[BEGIN]

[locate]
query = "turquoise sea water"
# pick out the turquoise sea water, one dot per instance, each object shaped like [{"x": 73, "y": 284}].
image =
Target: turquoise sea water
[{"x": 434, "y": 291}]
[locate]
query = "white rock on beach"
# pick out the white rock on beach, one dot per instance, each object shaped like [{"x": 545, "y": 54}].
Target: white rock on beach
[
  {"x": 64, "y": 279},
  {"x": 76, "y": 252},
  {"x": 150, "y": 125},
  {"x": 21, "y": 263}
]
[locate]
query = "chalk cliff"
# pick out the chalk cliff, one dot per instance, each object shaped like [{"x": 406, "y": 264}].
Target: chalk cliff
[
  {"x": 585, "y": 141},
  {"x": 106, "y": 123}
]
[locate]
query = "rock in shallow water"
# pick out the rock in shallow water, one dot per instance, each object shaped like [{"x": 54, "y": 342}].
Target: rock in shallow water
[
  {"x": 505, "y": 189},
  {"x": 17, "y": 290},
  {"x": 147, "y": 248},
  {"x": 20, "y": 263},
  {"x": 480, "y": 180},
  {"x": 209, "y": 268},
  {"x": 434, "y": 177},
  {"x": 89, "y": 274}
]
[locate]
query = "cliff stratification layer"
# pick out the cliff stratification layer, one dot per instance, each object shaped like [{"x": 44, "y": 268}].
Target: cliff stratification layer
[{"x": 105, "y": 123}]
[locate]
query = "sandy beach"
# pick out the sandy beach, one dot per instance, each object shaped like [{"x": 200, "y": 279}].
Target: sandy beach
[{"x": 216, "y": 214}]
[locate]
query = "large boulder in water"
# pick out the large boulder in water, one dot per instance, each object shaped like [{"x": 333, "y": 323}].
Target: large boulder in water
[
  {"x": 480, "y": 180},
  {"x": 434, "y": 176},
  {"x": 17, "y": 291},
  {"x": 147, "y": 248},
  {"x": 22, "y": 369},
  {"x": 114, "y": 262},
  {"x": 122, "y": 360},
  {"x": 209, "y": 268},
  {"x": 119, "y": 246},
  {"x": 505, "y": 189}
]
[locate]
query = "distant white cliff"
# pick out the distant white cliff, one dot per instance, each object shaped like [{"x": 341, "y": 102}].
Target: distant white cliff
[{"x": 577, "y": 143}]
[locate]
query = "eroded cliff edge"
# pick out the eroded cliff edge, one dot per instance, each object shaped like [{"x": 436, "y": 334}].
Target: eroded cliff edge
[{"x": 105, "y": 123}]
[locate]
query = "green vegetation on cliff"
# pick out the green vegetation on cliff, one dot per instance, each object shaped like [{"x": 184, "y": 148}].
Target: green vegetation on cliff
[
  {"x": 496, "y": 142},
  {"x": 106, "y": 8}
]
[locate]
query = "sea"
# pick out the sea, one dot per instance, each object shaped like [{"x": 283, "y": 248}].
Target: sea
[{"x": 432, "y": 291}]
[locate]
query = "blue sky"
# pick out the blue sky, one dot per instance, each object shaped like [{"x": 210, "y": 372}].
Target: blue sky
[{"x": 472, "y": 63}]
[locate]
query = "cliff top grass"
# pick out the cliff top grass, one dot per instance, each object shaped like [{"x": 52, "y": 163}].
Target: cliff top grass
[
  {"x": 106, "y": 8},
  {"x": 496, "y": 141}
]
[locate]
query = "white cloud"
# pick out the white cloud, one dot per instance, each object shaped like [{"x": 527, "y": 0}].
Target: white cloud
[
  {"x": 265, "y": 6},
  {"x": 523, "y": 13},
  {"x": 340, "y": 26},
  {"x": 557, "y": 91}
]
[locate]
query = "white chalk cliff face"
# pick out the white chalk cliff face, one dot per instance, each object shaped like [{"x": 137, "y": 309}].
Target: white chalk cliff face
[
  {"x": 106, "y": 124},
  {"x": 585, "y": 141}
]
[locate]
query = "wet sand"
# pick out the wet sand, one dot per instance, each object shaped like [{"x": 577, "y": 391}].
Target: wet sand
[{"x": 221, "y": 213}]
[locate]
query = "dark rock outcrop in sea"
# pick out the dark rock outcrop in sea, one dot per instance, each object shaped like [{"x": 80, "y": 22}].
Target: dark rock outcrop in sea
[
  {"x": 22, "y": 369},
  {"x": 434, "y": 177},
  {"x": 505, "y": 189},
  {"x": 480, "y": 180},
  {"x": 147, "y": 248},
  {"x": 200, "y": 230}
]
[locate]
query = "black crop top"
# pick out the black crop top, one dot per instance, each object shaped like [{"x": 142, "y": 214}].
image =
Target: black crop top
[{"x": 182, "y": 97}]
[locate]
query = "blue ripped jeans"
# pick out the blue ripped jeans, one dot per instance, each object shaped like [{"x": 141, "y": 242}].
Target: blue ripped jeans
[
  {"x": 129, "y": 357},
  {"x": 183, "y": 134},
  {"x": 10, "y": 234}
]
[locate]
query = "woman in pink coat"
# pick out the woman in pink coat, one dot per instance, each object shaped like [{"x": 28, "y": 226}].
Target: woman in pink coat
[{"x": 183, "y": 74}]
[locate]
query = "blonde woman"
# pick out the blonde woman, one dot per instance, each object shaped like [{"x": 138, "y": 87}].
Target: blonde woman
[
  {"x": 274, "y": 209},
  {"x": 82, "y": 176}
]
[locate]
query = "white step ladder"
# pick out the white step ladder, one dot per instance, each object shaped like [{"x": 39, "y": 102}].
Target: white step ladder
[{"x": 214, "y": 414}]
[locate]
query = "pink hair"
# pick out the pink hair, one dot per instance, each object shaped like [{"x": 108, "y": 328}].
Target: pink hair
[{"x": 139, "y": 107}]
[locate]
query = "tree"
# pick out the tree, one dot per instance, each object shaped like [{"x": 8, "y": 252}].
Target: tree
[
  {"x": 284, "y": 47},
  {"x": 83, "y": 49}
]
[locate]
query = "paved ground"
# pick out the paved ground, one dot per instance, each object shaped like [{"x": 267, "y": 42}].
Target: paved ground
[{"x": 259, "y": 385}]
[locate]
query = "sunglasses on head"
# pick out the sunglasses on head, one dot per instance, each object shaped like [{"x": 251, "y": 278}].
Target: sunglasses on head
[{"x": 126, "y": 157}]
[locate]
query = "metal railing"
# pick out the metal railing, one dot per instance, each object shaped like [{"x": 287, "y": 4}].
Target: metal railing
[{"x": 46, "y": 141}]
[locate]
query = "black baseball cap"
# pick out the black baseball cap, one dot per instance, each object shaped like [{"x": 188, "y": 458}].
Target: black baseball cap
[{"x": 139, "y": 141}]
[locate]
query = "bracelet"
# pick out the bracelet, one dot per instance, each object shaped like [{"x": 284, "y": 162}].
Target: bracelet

[END]

→ **Instruction**
Tally the lines in the rows above that contain the string "stratification", matching case exactly, and give only the number.

→ **Solution to the exercise**
3